Trecho selecionado:
((
Preso em sua doença, Edward embarca em um experimento médico radical que promete, em sua cura, a transformação de um homem feito inseguro pelo medo dos outros em uma versão desinibida e bem ajustada de si mesmo.
Curado, Edward se vê tão distante do que já foi ao ponto de assassinar o passado criando uma nova identidade, assumindo o nome de Guy. Tão genérica como o nome que criou para si, a nova vida de Edward parece uma simulação, um amalgamado de situações que acontecem com ele mais do que ele as faz acontecer; antes carregada pela correnteza, agora sua vida é guiada por uma marola não menos avassaladora. Livre da doença que por tantos anos o comprimiu, Edward ainda vive preso.
Entrecortada à transformação, o filme nos apresenta à Ingrid (Renate Reinsve), a vizinha incauta e extravagante que nutre uma fascinação curiosa por Edward. Tomando-o como um conceito, Ingrid faz de Edward um personagem na peça que escreve, também ela apagando sua existência e assumindo a autoria de sua vida, sua peça inicialmente refletindo tudo o que Ingrid leu em seu vizinho, do seu jeito ansioso e retraído à vitimização a que ele próprio se assinalava.
Enquadramentos acachapantes e cenários empanturrados criam o ambiente esmagador ao redor de Um homem diferente. Sua trilha sonora e a edição ultra consciente do tempo rítmico seguram uma atmosfera ao mesmo tempo cômica e sinistra, dando ao filme um tom meio noir, meio expressionista. Os primeiros acordes do tema principal escrito por Umberto Smerilli indiciam algo de dissonante e ameaçador, colocando imediatamente a audiência em alerta, à espreita de algo medonho. O que há de medonho, no entanto, passa longe de ser a aparência de Edward, mas a gradual compreensão de que sua vida acossada se deve muito mais a ele mesmo do que ao mal que lhe afligia.
Para a audiência, a consciência de que a profunda solidão de Edward é em alguma medida autoinfligida começa a tomar forma com a entrada em cena de Oswald (Adam Pearson, excelente no papel), o homem simpático que surge para abalar a frágil confiança do protagonista. Escrito para roubar a cena e reluzindo um charme magnético, Oswald não se encolhe na doença que compartilha com Edward, mas, ao contrário, parece se expandir em qualquer recinto que adentre.
Enquadrado sob o olhar verminoso de Edward, Oswald parece um tanto suspeito, ligeiramente artificial, erguendo uma atmosfera de instabilidade que parece prenunciar o momento em que sua máscara de desenvoltura e assertividade cairá para revelar um sujeito tão frágil e infeliz quanto o próprio Edward. A grande reviravolta do roteiro inteligente de Aaron Schimberg é a sinceridade de Oswald e das relações que ele constrói.
))
Informações registradas:
((
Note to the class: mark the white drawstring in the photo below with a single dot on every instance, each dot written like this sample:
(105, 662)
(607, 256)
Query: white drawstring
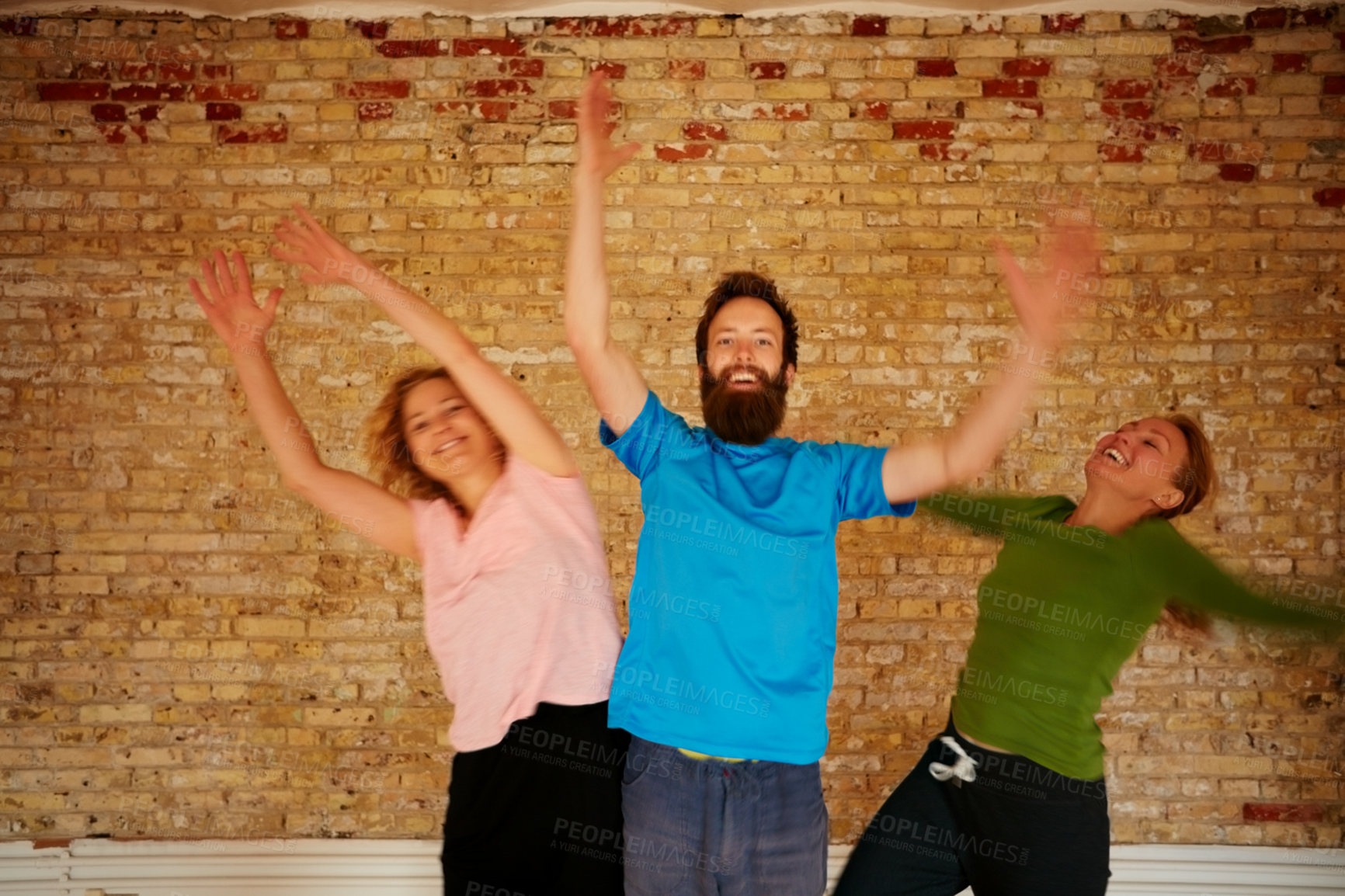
))
Tarefa solicitada: Reproduza a parte do trecho selecionado que vai de "Entrecortada à transformação, o" até "próprio se assinalava.", inclusive, trocando "extravagante" por "excêntrica". Não é preciso consultar o material.

Resultado do exercício:
Entrecortada à transformação, o filme nos apresenta à Ingrid (Renate Reinsve), a vizinha incauta e excêntrica que nutre uma fascinação curiosa por Edward. Tomando-o como um conceito, Ingrid faz de Edward um personagem na peça que escreve, também ela apagando sua existência e assumindo a autoria de sua vida, sua peça inicialmente refletindo tudo o que Ingrid leu em seu vizinho, do seu jeito ansioso e retraído à vitimização a que ele próprio se assinalava.